● Given data
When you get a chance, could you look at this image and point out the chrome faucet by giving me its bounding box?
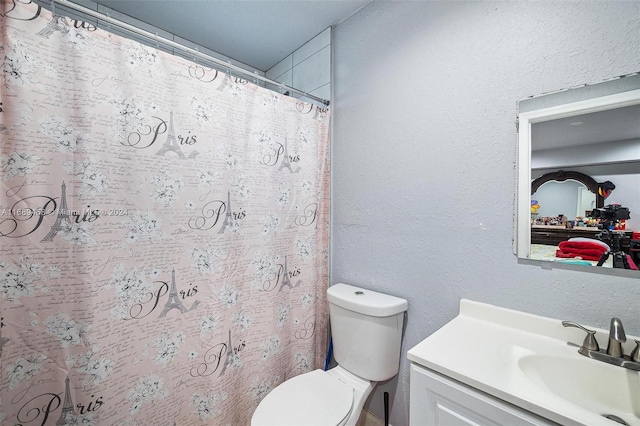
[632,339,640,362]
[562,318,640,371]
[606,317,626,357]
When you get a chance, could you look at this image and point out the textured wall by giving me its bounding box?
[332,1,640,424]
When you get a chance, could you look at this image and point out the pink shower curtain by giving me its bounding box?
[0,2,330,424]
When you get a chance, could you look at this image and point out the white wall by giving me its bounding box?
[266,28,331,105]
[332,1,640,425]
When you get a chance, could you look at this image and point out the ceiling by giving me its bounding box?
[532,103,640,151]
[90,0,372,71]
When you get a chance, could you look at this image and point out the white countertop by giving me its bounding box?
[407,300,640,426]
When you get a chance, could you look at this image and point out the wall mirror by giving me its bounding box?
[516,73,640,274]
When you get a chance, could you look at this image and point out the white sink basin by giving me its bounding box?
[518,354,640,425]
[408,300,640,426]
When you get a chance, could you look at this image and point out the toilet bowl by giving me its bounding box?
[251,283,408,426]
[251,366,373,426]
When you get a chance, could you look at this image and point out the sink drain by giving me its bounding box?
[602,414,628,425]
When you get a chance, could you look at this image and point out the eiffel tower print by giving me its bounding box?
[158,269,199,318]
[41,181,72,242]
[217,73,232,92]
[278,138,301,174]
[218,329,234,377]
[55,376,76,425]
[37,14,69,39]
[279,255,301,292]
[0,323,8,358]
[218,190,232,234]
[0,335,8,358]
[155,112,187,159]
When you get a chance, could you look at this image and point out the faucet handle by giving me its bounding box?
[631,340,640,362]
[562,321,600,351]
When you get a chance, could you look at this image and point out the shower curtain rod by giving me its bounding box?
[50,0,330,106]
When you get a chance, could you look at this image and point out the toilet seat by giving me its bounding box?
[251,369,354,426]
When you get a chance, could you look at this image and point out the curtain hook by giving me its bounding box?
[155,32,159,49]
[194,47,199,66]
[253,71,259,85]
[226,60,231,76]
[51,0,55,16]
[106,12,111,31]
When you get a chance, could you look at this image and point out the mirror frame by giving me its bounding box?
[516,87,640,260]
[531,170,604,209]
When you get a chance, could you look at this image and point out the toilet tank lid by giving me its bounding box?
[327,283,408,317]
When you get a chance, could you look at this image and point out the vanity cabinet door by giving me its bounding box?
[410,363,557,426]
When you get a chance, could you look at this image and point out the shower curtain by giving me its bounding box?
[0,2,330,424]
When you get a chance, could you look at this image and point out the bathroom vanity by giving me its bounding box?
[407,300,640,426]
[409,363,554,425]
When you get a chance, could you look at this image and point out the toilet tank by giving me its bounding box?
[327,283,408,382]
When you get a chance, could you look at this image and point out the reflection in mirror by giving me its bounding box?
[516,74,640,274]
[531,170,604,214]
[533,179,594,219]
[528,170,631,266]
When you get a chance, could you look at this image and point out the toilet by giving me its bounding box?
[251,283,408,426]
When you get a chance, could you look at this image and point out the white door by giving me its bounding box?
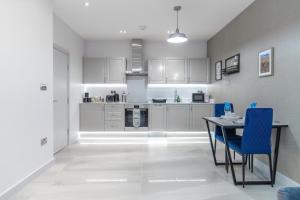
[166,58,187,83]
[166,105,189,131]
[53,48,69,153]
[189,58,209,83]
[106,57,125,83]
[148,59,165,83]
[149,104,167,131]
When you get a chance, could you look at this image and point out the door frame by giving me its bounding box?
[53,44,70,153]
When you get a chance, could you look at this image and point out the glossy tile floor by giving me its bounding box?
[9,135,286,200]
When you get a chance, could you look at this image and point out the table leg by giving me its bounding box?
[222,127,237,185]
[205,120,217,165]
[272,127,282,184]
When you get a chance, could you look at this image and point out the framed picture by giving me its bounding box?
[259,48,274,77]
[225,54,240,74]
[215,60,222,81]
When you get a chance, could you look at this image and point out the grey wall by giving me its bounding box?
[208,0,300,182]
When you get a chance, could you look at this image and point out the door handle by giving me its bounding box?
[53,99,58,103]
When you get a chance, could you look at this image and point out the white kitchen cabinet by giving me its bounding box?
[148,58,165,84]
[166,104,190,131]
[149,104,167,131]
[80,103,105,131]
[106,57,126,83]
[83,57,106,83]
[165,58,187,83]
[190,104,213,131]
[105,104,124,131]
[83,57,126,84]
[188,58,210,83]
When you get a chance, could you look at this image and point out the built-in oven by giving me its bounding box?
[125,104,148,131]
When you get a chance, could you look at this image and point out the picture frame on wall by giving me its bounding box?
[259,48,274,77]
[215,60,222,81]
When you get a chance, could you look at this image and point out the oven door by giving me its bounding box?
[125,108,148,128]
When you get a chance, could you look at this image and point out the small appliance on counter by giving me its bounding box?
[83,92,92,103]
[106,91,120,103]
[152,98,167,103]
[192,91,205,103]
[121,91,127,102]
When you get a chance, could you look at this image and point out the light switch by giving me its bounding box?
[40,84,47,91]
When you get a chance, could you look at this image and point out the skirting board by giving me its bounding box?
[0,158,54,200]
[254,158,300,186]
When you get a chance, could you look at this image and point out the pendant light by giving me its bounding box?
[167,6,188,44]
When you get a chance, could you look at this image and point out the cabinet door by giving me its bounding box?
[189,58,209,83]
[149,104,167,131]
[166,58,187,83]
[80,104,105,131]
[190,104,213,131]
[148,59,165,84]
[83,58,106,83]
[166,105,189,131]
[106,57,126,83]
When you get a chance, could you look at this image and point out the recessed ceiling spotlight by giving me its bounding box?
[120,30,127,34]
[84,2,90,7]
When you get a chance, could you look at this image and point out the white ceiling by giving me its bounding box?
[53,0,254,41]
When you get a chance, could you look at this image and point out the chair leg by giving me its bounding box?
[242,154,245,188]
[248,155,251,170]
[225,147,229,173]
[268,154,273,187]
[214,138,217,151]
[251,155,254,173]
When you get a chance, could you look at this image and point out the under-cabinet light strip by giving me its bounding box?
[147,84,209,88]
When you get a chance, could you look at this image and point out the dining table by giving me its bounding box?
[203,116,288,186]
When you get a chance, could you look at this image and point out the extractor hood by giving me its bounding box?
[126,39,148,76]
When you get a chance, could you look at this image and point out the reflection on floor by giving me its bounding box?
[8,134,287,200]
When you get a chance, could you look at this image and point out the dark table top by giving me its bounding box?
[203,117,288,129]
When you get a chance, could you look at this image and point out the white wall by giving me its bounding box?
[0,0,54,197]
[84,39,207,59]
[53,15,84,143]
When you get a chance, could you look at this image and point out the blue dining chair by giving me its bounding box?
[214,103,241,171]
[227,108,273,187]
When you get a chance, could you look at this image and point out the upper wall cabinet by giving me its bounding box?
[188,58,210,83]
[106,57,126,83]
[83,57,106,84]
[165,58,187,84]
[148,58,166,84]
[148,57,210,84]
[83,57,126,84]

● What this task involves
Give the listing again exactly, minus its images.

● Response below
When you get a chance, could you look at this image and point out the chrome faucet by giving me its bounding box?
[632,339,640,362]
[562,318,640,371]
[606,317,626,357]
When you get a chance, could you look at this image and point out the textured wall by giving me its bounding box?
[332,1,640,424]
When you get a chance, could you look at this image and point out the pink shower curtain by giving me its bounding box?
[0,2,330,424]
When you get a chance, could you look at this image and point out the white wall by giving me its bounding box?
[266,28,331,105]
[332,1,640,425]
When you get a chance, could you look at this image and point out the ceiling by giving me its bounding box?
[532,103,640,151]
[90,0,372,71]
When you get a chance, could you look at this image and point out the white countertop by giving me its bounding box?
[407,300,640,426]
When you get a chance, could you look at this image and point out the wall mirror by giving me its bounding box?
[516,73,640,274]
When you get a chance, could you look at this image and point out the white sink basin by giving me its bounding box?
[518,354,640,425]
[408,300,640,426]
When you get a chance, could you look at this image and point out the toilet bowl by giving me its bounding box?
[251,283,408,426]
[251,366,373,426]
When you get a chance, could you look at this image and point out the sink drain by giving me its bounding box?
[602,414,628,425]
When you get a chance, could you look at this image and point out the eiffel tower print by giving me its bounding box?
[158,269,199,318]
[41,181,72,242]
[217,73,232,92]
[278,138,301,174]
[218,329,234,377]
[55,376,76,425]
[37,14,69,39]
[279,255,301,292]
[0,323,8,358]
[218,190,232,234]
[0,335,8,358]
[155,112,187,159]
When you get a chance, could you look at this image and point out the faucet handle by giving me its bounding box?
[631,340,640,362]
[562,321,600,351]
When you get a chance, could you look at this image and point out the shower curtain rod by giving me its bounding box?
[50,0,330,106]
When you get a chance, could you look at this image and point out the toilet seat by giving me its bounding box?
[251,369,354,426]
When you get a chance, could you look at this image and point out the curtain hook by giving me its bounding box?
[155,32,159,49]
[194,47,199,66]
[253,71,259,85]
[226,60,231,76]
[51,0,55,16]
[106,12,111,31]
When you get a chance, could you look at this image and point out the mirror frame by giving me its bounding box?
[516,87,640,260]
[531,170,604,209]
When you get a chance, could you look at this image and point out the toilet tank lid by giving me its bounding box?
[327,283,408,317]
When you get a chance, could you look at this image and point out the vanity cabinet door by giving me its bounding box?
[410,363,557,426]
When you get a chance, could you look at this image and point out the shower curtain by giving me its bounding box?
[0,2,330,424]
When you get a chance, could you look at this image and point out the bathroom vanity by giving me its bounding box?
[407,300,640,426]
[409,363,554,425]
When you get a chance, could you look at this image and point out the toilet tank by giving me its bounding box?
[327,283,408,382]
When you get a chance, could you look at this image and point out the reflection in mirror by giving me its bounding box?
[516,74,640,274]
[531,170,604,214]
[533,179,594,219]
[528,170,631,266]
When you get a chance, could you look at this image and point out the toilet by giving me its bounding box?
[251,283,408,426]
When you get a chance, could you look at this image and point out the white door by giving me its bounding box?
[166,58,187,83]
[166,105,189,131]
[53,48,69,153]
[189,58,209,83]
[106,57,125,83]
[148,59,165,83]
[149,104,167,131]
When you get a chance, could you look at this image and point out the door frame by giving me its bounding box?
[53,44,70,153]
When you get a chance, could you look at this image and point out the glossy tile floor by giving me its bounding box?
[9,135,286,200]
When you get a chance, could you look at this image and point out the table leg by giving me its bounding box?
[222,127,237,185]
[205,120,217,165]
[272,127,282,184]
When you get a chance, could you look at this image and point out the framed picture by giving me its bounding box?
[259,48,274,77]
[225,54,240,74]
[215,60,222,81]
When you get a chance, could you look at this image and point out the grey wall by giving me its bounding box?
[208,0,300,182]
When you get a chance, could you look at this image and point out the door handle by giving me its bounding box?
[53,99,58,103]
When you get a chance, could you look at this image and point out the white kitchen cabinet by giving me its bounding box?
[148,58,165,84]
[166,104,190,131]
[149,104,167,131]
[80,103,105,131]
[106,57,126,83]
[83,57,106,83]
[165,58,187,83]
[190,104,213,131]
[105,104,124,131]
[83,57,126,84]
[188,58,210,83]
When you get a chance, could you look at this image and point out the built-in oven by giving me its bounding box?
[125,104,148,131]
When you get a chance, could you look at this image and point out the picture frame on wall by giving me its bounding box?
[259,48,274,77]
[215,60,222,81]
When you get a chance, could you look at this image and point out the oven door by giving me its bounding box?
[125,108,148,128]
When you get a chance, could you look at this image and point out the small appliance on counter by giving me its bounding box?
[83,92,92,103]
[106,91,120,103]
[152,98,167,103]
[192,91,205,103]
[121,91,127,102]
When you get a chance, could you look at this image and point out the light switch by giving me its bounding box?
[40,84,47,91]
When you get a chance, could you look at this image and point out the skirting board by giving me its bounding box?
[0,158,54,200]
[254,158,300,186]
When you get a chance, could you look at this image and point out the pendant light by giving me its bounding box?
[167,6,188,44]
When you get a chance, could you look at this image and point out the cabinet door by giving me its bounding box?
[189,58,209,83]
[149,104,167,131]
[166,58,187,83]
[80,104,105,131]
[190,104,213,131]
[148,59,165,84]
[83,58,106,83]
[166,105,189,131]
[106,57,126,83]
When you get a chance, could you look at this image and point out the recessed ceiling spotlight by giving me its bounding box?
[120,30,127,34]
[84,2,90,7]
When you get a chance, could you look at this image and point out the white ceiling by giving me its bounding box?
[53,0,254,41]
When you get a chance, could you look at this image and point out the chair leg by giving me its bounding box?
[242,154,245,188]
[248,155,251,170]
[225,147,229,173]
[268,154,273,187]
[214,138,217,151]
[251,155,254,173]
When you get a chance, could you look at this image and point out the under-cabinet light strip by giving me its bounding box?
[147,84,209,88]
When you get a chance, could you look at this image and point out the dining table by giving me its bounding box?
[203,116,288,186]
When you get a chance, could you look at this image and point out the extractor hood by giving me its bounding box?
[126,39,148,76]
When you get a chance, could you look at this image and point out the reflection on floor by giving me its bounding box?
[8,134,287,200]
When you get a chance, could you look at this image and point out the dark table top by giving me its bounding box?
[203,117,288,129]
When you get a chance, could you look at this image and point out the white wall by giving me its bounding box?
[0,0,54,197]
[84,39,207,59]
[53,15,84,143]
When you get a chance, could you look at this image and point out the blue dining chair by giving me its bounding box?
[214,103,241,171]
[227,108,273,187]
When you get a chance, could you look at this image and point out the upper wall cabinet by giving me its bounding box?
[188,58,210,83]
[106,57,126,83]
[83,57,106,84]
[165,58,187,84]
[148,58,166,84]
[148,57,210,84]
[83,57,126,84]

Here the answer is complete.